#### Exercise goal:
Return every line of the entries below verbatim, leaving the pictures out.

* begin Excerpted data *

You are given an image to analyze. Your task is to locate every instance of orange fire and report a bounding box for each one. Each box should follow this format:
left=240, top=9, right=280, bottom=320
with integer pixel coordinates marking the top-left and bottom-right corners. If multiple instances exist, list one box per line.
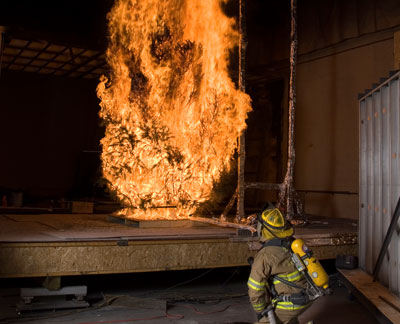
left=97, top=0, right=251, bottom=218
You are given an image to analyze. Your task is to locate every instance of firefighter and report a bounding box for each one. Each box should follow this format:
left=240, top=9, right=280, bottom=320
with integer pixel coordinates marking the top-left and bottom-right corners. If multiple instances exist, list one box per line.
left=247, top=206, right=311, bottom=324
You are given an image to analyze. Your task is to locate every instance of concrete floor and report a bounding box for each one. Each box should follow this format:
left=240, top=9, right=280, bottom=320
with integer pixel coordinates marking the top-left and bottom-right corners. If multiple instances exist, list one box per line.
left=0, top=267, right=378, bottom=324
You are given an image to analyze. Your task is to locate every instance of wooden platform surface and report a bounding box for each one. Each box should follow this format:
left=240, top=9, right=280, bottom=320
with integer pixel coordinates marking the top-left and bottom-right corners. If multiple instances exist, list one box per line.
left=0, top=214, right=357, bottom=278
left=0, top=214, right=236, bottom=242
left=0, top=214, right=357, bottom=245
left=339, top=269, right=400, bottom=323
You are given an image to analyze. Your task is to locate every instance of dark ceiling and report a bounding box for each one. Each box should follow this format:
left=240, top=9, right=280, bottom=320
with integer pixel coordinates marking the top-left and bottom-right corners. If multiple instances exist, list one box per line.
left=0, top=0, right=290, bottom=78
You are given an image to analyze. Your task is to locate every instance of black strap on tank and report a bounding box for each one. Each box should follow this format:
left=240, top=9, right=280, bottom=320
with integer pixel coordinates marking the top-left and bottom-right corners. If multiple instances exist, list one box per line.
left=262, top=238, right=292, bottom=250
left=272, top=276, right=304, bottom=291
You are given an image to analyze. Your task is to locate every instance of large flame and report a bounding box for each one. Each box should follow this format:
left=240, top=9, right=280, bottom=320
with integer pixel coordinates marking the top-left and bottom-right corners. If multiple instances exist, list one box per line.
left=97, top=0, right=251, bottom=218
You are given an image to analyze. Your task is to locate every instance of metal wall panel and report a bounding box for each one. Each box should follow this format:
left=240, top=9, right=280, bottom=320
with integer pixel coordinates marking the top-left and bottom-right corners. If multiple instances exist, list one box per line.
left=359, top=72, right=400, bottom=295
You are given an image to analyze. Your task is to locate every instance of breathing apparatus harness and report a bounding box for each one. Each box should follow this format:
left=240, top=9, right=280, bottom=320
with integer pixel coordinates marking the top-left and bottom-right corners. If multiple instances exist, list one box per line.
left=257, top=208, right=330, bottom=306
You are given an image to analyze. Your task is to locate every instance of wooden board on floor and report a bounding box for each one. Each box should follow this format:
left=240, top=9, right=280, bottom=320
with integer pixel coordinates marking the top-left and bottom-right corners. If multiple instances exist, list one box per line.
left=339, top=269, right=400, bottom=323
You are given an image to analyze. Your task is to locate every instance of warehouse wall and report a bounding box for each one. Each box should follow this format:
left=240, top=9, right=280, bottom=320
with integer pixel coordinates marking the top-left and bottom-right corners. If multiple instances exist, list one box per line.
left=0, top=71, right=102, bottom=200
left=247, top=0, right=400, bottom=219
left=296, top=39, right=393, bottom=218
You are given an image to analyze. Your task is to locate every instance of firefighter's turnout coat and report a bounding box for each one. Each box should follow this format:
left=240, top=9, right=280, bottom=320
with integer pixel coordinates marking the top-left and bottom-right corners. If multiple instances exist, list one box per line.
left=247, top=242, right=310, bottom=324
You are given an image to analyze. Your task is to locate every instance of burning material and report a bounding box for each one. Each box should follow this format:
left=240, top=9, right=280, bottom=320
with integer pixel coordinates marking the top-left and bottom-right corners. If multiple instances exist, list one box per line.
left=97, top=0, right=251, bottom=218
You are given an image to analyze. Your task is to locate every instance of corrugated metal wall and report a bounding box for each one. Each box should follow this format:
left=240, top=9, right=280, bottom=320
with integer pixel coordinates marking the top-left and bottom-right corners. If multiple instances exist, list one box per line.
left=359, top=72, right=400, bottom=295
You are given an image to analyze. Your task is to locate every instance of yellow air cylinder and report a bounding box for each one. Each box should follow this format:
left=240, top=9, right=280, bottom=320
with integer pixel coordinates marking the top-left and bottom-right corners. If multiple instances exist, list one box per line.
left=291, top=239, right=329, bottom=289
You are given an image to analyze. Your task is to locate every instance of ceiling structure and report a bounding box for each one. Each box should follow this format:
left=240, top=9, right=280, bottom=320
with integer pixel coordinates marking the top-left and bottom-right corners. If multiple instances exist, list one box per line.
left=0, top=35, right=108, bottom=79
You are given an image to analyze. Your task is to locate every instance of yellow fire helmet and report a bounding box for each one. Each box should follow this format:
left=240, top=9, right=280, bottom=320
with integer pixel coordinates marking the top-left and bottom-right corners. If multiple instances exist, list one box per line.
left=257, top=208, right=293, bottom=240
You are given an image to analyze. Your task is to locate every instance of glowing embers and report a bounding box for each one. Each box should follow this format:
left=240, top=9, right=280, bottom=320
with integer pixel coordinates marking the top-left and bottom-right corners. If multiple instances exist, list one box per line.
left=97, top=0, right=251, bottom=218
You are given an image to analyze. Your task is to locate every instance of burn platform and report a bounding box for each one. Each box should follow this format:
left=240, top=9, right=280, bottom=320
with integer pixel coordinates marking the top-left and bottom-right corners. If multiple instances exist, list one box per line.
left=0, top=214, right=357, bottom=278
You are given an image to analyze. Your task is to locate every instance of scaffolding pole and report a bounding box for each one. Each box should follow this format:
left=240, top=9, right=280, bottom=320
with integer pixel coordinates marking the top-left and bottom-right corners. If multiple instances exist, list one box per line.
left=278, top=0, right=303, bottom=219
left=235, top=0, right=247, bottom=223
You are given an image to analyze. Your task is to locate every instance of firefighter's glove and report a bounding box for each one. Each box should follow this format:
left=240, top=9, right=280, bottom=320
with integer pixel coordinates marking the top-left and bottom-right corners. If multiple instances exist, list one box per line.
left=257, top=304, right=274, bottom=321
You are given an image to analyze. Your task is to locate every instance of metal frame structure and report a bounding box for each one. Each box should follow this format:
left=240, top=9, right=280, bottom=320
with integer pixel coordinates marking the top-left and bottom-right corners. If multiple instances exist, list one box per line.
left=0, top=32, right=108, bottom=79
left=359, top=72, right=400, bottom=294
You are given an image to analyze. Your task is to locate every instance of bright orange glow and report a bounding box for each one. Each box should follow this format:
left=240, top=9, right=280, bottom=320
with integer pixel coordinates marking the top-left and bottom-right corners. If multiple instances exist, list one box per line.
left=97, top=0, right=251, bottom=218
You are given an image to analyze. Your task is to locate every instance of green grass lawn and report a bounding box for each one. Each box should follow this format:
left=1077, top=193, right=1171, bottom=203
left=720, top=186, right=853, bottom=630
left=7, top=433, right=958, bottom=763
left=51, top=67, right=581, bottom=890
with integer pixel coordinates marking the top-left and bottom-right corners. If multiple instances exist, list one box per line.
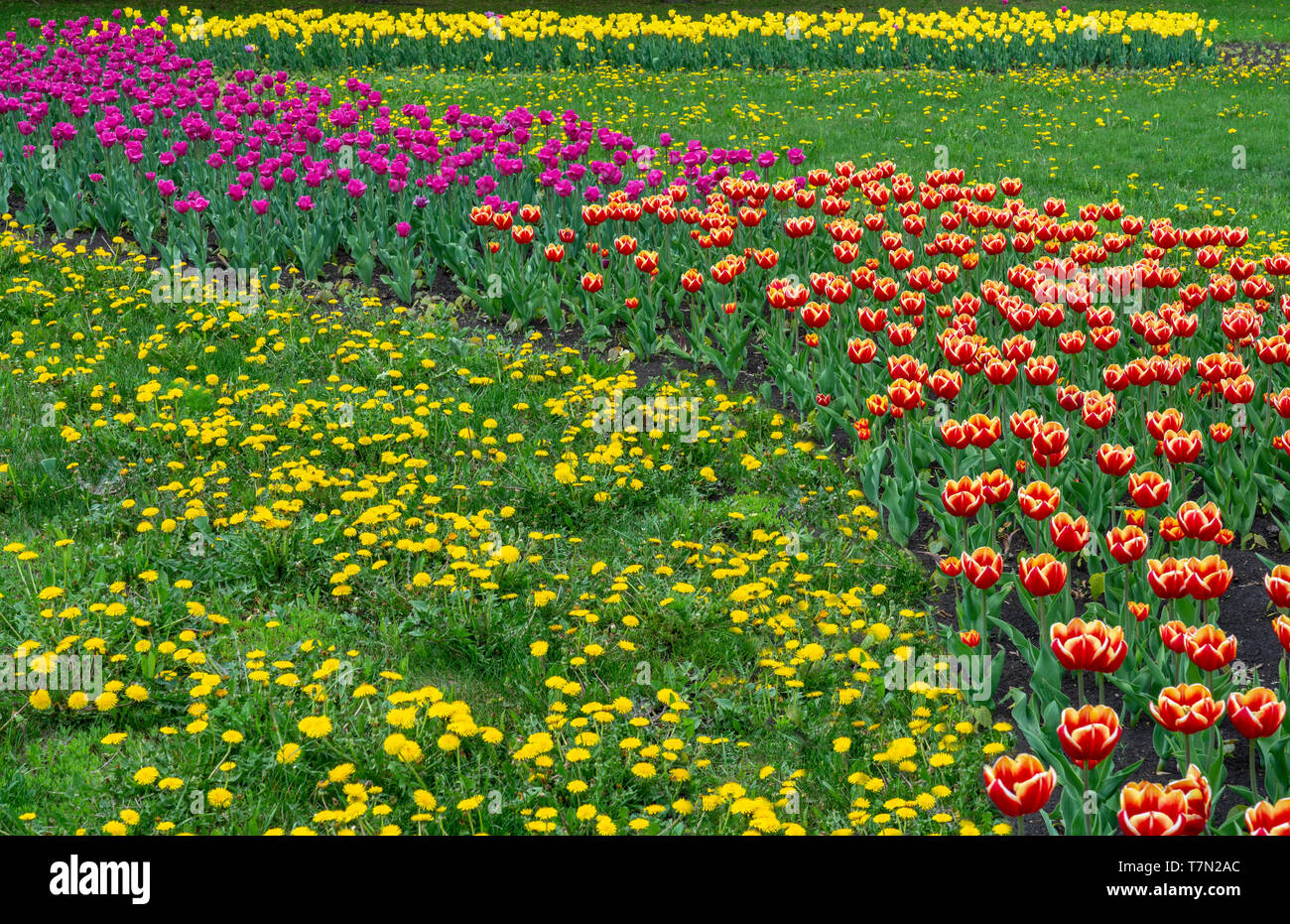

* end Excerpted data *

#### Exercise answer:
You are given an image to analyze. Your task is to locate every instance of orange fire and report a bounding box for each one. Each box should follow this format:
left=240, top=9, right=280, bottom=320
with integer pixel coordinates marking the top-left and bottom-right corners. If multiple instances exist, list one box per line.
left=97, top=0, right=251, bottom=218
You are given an image to analyze. Your task is to locate every instance of firefighter and report a bounding box for each one. Each box should follow this format:
left=240, top=9, right=280, bottom=320
with integer pixel coordinates marking the top-left and bottom-right corners. If multiple instances exist, list one box per line.
left=247, top=206, right=311, bottom=324
You are given an image to analyze. Your task is to locate every instance of concrete floor and report a bounding box for each one. Each box should follow this format:
left=240, top=9, right=280, bottom=320
with integer pixel coordinates marking the top-left and bottom-right corners. If multiple instances exist, list one box per line.
left=0, top=267, right=378, bottom=324
You are given an image to analyze. Your task is to locate every instance of wooden platform surface and report a bounding box for each one. Each box should follow this format:
left=240, top=9, right=280, bottom=320
with integer pixel coordinates marking the top-left and bottom-right corners. If multiple instances exist, list one box per line.
left=0, top=214, right=357, bottom=278
left=0, top=214, right=236, bottom=242
left=0, top=214, right=357, bottom=245
left=339, top=269, right=400, bottom=323
You are given an image to analyze. Your task is to locate every instance of dark ceiling and report a bounding box for each one. Each box should follow this format:
left=240, top=9, right=280, bottom=320
with integer pixel coordinates marking the top-left and bottom-right corners. If multiple instances exist, list one box per line.
left=0, top=0, right=290, bottom=78
You are given an image to analyze. Your task is to locate every instance of black strap on tank and report a bounding box for each one. Each box should follow this format:
left=240, top=9, right=280, bottom=320
with integer pixel coordinates marking the top-left and bottom-right corners. If multiple instances exist, list one box per line.
left=262, top=238, right=292, bottom=250
left=272, top=276, right=304, bottom=291
You are given an image to analyze. Your task is to locate every instance of large flame and report a bounding box for each one. Each box should follow this format:
left=240, top=9, right=280, bottom=320
with integer pixel coordinates marking the top-left and bottom-right corners. If multiple instances exist, list one box per line.
left=97, top=0, right=251, bottom=218
You are given an image to analyze. Your task is to locate every instance of metal wall panel and report a bounding box for each one. Each box should follow this format:
left=240, top=9, right=280, bottom=320
with integer pixel coordinates marking the top-left and bottom-right corners. If multiple instances exist, list one box per line.
left=359, top=72, right=400, bottom=295
You are given an image to analyze. Your task is to locate every instance of breathing apparatus harness and report a bounding box for each one. Each box should follow this format:
left=240, top=9, right=280, bottom=320
with integer pixel coordinates marking the top-left and bottom-right corners. If multiple instances exist, list one box per line.
left=257, top=208, right=330, bottom=306
You are given an image to analyze. Your task is to locate every instance of wooden board on floor and report a bounding box for each one. Each box should follow this format:
left=240, top=9, right=280, bottom=320
with integer pixel coordinates marking the top-left and bottom-right corners. If multiple instances exist, list one box per line.
left=339, top=269, right=400, bottom=323
You are given an image to analyze. Your task is to locate every instance of warehouse wall and report a bounding box for each one. Each box should follow this format:
left=240, top=9, right=280, bottom=320
with integer pixel coordinates marking the top-left and bottom-right corners. If multiple instances exist, list one box per line.
left=0, top=71, right=102, bottom=200
left=247, top=0, right=400, bottom=219
left=296, top=39, right=393, bottom=218
You are given an image to analyze. Your task is to locate every instance of firefighter's turnout coat and report a bounding box for each one. Each box should follow this format:
left=240, top=9, right=280, bottom=320
with integer pixel coordinates marking the top-left and bottom-right corners. If multiple instances exist, list one box per line.
left=247, top=242, right=310, bottom=324
You are given an image to analyze. Your task is to locate every instance of burning material and report a bounding box for each one. Each box should follow this format:
left=240, top=9, right=280, bottom=320
with integer pixel coordinates marking the top-left and bottom-right corners. If multiple instances exist, list one box per line.
left=97, top=0, right=251, bottom=218
You are given an image to analyze. Your task is to locate every instance of corrugated metal wall and report a bounding box for each one. Each box should follow this format:
left=240, top=9, right=280, bottom=320
with integer pixel coordinates marking the top-left and bottom-right corners. If multiple instances exist, list one box per line.
left=359, top=72, right=400, bottom=295
You are given an image to analyze. Your task is to locate every instance of yellow air cylinder and report a bounding box for each one. Each box should follow this format:
left=240, top=9, right=280, bottom=320
with integer pixel coordinates marking the top-left and bottom-right corners. If multiple instances exist, list one box per line.
left=291, top=239, right=329, bottom=289
You are given an image to analyze. Your task is to locate every instance of ceiling structure and report a bounding box for each one. Each box should follow this format:
left=240, top=9, right=280, bottom=320
with integer pixel coordinates marking the top-left and bottom-right corners. If multiple instances exist, list one box per line.
left=0, top=35, right=108, bottom=79
You are given an image to analyze. Your task is to locate every instance of yellow fire helmet and report a bounding box for each one. Each box should follow this format:
left=240, top=9, right=280, bottom=320
with integer pixel coordinates marking the top-left and bottom-right corners. If multiple instances exist, list one box per line.
left=257, top=208, right=293, bottom=240
You are given an image to analyze. Your task is to locate every instance of glowing embers and report a bounding box for each one. Each box should follow this format:
left=240, top=9, right=280, bottom=320
with integer pixel coordinates marking the top-left and bottom-right corners. If multiple instances exist, list one box per line.
left=97, top=0, right=251, bottom=218
You are given an image to analyze. Your task is to locate every instance of burn platform and report a bounding box for each one. Each box should follow this format:
left=240, top=9, right=280, bottom=320
with integer pixel coordinates marking the top-left and bottom-right corners. If multiple instances exist, list one box per line.
left=0, top=214, right=357, bottom=278
You are given an image to analyze. Your task is to locate every instance of scaffolding pole and report a bounding box for each one. Each box should follow this format:
left=240, top=9, right=280, bottom=320
with integer pixel coordinates marking the top-left and bottom-right corners. If multiple instances exist, list one box per line.
left=278, top=0, right=303, bottom=219
left=235, top=0, right=247, bottom=223
You are given an image to analyze. Your task is to locate every instance of firefighter's glove and report a bounding box for each one. Each box should follow this format:
left=240, top=9, right=280, bottom=320
with integer pixel coordinates marking the top-left and bottom-right corners. If multiple instances exist, list one box per line.
left=257, top=304, right=274, bottom=321
You are given an image to analyze. Your task is to locate every instance of metal frame structure and report a bounding box for each one. Each box should follow this format:
left=240, top=9, right=280, bottom=320
with integer pixel coordinates marking the top-left and bottom-right corners. If multiple instances exist, list one box per line.
left=0, top=32, right=108, bottom=79
left=359, top=72, right=400, bottom=294
You are given an image to analyze. Your task is to locate every instance of bright orange glow and report a bounding box for each one. Each box should follow this format:
left=240, top=9, right=280, bottom=320
with integer pixel coordinates marking the top-left and bottom-right corners. If multiple instances exist, list one box per line.
left=97, top=0, right=251, bottom=218
You are given an image to analyze. Your task is to locate every instance of green grass lawn and report a bounding box for each one. Each box should follow this format:
left=1077, top=193, right=1171, bottom=203
left=720, top=186, right=853, bottom=630
left=7, top=433, right=958, bottom=763
left=51, top=67, right=581, bottom=890
with integer pixel coordinates marking the top-left and bottom-right corners. If multiple instances exist, list one box per line.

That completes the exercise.